= Beginning of Section =

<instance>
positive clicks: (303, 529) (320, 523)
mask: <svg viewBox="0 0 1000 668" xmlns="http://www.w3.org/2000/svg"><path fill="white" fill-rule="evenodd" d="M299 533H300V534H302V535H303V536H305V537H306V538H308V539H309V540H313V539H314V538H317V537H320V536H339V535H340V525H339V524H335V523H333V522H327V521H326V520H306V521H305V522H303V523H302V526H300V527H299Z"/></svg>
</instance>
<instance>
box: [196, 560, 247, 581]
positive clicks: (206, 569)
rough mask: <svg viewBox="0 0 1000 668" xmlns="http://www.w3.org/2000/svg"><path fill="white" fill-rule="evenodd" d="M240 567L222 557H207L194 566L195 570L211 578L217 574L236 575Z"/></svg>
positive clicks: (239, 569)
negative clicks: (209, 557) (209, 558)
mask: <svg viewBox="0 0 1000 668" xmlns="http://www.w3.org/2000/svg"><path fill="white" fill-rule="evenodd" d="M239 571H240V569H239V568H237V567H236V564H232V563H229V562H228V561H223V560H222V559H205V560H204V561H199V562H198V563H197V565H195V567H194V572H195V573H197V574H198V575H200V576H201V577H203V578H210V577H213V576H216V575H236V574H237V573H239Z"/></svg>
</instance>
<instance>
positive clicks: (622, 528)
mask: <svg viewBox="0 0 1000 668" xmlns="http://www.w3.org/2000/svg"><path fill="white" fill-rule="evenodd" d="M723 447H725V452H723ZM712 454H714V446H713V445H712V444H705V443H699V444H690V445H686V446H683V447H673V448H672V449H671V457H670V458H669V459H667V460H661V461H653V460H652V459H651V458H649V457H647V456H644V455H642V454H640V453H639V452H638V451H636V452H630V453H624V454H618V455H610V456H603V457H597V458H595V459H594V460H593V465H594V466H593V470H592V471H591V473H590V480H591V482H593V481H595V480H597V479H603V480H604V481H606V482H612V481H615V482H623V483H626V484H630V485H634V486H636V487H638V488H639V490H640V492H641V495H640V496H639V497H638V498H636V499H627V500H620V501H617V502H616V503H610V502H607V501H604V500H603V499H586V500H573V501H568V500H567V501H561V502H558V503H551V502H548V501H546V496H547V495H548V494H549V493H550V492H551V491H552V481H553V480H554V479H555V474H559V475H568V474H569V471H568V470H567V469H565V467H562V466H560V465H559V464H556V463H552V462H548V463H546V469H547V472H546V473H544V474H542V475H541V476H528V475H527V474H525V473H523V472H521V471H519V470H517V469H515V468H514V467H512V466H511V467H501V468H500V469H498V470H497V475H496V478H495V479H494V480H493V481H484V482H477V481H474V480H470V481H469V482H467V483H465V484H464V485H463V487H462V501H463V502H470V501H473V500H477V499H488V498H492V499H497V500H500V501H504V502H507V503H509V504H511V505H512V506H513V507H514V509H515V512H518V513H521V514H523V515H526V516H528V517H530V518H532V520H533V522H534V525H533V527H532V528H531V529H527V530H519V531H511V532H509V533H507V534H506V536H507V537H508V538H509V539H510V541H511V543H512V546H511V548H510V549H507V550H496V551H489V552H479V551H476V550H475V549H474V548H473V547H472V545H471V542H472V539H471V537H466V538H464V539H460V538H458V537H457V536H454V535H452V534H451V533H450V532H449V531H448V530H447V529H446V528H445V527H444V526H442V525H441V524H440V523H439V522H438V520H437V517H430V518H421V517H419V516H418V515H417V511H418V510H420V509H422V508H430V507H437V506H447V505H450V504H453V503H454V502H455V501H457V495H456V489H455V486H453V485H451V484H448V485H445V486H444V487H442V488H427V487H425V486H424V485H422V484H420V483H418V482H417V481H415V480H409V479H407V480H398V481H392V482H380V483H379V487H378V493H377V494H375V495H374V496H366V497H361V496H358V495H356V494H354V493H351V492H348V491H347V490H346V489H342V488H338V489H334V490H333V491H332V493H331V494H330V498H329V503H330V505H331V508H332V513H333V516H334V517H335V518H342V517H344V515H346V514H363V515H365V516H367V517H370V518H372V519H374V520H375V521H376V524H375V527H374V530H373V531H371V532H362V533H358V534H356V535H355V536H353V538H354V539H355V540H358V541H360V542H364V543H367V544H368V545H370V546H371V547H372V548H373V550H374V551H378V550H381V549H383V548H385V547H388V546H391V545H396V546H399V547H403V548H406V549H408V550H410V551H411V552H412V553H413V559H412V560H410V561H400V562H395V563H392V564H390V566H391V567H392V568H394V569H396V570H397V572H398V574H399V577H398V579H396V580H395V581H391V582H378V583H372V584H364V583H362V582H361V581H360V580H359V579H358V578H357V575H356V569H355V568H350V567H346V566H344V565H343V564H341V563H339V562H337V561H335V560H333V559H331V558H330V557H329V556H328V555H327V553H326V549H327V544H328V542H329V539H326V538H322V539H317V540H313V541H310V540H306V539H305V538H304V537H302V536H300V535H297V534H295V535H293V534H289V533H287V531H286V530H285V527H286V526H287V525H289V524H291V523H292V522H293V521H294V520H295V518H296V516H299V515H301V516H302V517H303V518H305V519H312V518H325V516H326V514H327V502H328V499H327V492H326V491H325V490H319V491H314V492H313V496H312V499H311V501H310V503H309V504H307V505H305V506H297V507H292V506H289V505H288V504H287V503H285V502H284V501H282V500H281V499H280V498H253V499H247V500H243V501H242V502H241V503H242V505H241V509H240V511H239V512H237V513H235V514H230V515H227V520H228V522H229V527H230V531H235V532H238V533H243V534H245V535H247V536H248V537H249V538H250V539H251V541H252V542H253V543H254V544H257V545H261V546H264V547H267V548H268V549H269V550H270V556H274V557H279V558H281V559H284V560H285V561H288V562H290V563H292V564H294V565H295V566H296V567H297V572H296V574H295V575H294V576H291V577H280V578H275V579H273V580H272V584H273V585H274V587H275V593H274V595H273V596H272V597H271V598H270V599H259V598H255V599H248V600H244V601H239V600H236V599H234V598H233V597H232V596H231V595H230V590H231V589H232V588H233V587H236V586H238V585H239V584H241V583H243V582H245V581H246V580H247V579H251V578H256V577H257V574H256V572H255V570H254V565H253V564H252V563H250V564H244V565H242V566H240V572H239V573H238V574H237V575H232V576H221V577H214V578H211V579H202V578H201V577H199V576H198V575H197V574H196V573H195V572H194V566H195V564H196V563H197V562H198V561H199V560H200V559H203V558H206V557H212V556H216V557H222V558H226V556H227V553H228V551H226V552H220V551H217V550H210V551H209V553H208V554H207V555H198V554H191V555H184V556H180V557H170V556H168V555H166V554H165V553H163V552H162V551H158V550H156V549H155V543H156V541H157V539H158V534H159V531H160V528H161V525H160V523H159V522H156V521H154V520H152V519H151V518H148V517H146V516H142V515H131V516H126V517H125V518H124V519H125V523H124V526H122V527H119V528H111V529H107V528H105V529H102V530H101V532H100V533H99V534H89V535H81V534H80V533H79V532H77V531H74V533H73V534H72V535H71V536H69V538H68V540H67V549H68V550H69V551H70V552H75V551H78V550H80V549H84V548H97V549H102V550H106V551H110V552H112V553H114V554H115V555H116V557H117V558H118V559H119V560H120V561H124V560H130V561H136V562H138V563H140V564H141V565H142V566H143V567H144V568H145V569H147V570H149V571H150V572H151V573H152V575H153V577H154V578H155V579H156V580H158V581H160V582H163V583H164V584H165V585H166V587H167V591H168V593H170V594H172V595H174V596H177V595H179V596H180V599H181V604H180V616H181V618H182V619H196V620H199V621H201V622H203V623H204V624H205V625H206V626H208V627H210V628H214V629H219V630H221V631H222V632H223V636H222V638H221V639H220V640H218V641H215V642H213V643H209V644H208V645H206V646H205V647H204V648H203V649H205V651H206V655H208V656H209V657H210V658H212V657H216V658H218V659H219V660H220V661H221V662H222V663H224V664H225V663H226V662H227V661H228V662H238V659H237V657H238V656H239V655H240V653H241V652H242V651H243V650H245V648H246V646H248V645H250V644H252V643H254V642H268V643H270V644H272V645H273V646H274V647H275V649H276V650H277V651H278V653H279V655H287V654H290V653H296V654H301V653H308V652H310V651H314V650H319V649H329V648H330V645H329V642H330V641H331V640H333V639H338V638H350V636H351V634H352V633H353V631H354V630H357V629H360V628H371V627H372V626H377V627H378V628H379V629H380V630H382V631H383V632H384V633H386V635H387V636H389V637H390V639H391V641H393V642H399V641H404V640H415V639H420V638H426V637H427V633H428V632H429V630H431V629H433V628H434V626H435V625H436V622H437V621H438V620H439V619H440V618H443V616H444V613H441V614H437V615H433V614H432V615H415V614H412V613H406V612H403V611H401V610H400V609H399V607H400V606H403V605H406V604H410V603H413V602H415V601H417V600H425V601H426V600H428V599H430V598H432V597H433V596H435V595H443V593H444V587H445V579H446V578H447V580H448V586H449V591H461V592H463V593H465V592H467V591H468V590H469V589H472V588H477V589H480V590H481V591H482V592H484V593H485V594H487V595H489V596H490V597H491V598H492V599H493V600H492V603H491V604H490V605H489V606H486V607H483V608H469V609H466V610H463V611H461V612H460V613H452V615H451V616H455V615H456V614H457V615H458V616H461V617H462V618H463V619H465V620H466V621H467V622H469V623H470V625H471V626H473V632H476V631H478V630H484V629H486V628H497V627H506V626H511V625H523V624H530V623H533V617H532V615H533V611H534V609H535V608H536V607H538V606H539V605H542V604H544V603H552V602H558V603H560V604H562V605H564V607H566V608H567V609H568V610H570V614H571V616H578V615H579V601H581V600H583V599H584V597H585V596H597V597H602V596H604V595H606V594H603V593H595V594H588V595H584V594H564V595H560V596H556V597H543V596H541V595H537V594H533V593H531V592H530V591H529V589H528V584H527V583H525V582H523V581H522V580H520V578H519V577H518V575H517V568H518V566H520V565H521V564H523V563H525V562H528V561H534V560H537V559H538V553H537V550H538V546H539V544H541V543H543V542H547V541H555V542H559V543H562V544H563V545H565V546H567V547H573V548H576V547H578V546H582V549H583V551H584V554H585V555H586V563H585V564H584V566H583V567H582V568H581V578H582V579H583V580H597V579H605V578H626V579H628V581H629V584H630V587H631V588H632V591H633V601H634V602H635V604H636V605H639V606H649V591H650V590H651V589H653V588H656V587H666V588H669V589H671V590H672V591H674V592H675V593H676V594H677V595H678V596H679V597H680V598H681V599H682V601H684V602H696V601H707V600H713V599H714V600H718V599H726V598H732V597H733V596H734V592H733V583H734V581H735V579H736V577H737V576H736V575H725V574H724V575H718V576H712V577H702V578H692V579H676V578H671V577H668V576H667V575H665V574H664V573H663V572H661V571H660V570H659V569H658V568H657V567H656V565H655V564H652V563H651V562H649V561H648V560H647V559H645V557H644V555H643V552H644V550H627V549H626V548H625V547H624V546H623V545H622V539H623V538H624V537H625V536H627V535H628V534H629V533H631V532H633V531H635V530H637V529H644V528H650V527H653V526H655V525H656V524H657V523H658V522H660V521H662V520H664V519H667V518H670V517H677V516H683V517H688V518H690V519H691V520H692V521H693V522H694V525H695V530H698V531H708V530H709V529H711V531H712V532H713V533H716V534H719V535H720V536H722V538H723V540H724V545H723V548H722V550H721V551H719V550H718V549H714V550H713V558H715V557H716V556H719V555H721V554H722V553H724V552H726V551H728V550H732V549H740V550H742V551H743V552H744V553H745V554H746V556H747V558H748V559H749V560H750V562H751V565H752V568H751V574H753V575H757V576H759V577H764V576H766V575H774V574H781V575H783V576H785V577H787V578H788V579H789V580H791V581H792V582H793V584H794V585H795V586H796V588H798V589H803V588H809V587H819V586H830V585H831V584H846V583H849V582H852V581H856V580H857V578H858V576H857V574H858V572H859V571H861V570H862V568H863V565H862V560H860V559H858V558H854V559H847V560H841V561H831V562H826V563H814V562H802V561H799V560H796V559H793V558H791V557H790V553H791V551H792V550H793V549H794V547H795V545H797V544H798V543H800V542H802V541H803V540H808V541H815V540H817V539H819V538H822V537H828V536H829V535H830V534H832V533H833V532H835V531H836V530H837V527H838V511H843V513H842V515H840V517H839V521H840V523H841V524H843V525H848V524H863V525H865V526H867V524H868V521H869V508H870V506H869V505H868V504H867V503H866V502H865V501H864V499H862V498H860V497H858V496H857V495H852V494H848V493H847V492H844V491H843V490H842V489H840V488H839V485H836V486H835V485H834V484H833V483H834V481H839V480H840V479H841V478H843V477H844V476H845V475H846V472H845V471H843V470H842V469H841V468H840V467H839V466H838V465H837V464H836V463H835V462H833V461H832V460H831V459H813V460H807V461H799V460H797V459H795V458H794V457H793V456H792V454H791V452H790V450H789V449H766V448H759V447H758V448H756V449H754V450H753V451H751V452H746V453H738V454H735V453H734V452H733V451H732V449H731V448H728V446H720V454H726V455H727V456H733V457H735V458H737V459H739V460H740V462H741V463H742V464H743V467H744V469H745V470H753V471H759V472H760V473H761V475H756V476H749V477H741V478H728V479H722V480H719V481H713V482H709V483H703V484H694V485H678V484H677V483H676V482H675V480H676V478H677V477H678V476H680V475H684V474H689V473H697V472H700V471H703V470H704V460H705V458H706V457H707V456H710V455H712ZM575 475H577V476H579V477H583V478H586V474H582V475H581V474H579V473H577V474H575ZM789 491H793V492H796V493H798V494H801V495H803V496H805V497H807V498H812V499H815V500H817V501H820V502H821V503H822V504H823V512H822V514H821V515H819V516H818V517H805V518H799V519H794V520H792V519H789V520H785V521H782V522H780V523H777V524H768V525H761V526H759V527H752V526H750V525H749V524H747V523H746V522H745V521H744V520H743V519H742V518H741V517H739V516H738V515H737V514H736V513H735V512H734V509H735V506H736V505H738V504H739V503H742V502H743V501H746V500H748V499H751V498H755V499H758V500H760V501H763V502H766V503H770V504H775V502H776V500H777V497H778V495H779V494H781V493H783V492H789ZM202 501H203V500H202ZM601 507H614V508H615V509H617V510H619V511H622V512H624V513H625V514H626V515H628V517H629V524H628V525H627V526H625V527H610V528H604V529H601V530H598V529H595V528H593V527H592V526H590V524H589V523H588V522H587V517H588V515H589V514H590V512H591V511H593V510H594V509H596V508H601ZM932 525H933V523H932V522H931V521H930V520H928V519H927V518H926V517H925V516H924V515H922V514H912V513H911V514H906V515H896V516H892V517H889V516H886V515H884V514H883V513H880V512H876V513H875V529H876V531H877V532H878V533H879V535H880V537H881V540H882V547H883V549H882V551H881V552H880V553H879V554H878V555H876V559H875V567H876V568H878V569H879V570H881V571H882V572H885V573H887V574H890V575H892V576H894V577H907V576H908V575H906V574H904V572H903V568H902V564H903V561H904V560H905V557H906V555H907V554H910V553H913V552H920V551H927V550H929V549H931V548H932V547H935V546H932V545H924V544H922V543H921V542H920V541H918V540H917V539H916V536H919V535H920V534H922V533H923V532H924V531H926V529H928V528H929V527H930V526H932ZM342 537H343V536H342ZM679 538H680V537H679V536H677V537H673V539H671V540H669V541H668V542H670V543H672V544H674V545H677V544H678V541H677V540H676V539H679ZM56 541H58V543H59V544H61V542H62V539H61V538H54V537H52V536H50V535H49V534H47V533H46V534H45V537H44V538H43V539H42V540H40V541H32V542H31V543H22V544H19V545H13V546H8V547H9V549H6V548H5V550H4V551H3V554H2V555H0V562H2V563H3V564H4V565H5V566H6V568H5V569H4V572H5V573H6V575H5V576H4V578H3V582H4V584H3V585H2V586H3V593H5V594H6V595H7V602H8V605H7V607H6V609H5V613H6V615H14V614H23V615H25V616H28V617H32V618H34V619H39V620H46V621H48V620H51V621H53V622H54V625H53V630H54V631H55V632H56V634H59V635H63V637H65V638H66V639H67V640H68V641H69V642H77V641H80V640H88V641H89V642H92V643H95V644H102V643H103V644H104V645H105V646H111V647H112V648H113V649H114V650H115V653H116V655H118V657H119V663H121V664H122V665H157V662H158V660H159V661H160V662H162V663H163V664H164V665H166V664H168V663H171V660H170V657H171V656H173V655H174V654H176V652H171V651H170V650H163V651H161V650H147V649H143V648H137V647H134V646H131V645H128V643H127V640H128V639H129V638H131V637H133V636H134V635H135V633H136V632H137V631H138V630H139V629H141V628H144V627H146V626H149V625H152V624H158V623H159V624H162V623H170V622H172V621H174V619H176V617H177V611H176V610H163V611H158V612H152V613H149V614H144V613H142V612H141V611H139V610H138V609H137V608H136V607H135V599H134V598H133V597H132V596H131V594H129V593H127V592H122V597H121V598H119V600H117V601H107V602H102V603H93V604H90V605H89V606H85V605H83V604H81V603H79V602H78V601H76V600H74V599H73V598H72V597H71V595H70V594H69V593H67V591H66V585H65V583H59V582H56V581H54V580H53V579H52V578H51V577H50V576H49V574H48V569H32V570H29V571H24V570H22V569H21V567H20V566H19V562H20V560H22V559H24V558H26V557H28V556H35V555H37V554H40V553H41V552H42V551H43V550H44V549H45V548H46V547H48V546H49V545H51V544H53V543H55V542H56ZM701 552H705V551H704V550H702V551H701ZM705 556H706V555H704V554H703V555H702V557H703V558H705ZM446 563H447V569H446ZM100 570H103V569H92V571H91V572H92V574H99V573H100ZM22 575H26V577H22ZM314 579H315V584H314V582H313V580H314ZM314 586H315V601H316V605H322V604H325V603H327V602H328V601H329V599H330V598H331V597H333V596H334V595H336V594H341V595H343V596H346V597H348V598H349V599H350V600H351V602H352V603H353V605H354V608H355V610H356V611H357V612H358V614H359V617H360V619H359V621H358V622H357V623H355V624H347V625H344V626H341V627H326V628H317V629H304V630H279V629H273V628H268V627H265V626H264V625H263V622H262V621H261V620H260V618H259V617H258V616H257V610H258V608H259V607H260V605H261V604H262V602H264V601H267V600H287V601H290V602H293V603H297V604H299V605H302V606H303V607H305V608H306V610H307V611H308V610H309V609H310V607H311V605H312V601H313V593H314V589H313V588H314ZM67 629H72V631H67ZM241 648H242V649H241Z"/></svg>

= End of Section =

#### Task details
Search the preceding listing for "positive" and extract every line where it is found.

#### Solution
positive clicks: (303, 529) (320, 523)
positive clicks: (206, 569)
positive clicks: (239, 569)
positive clicks: (622, 528)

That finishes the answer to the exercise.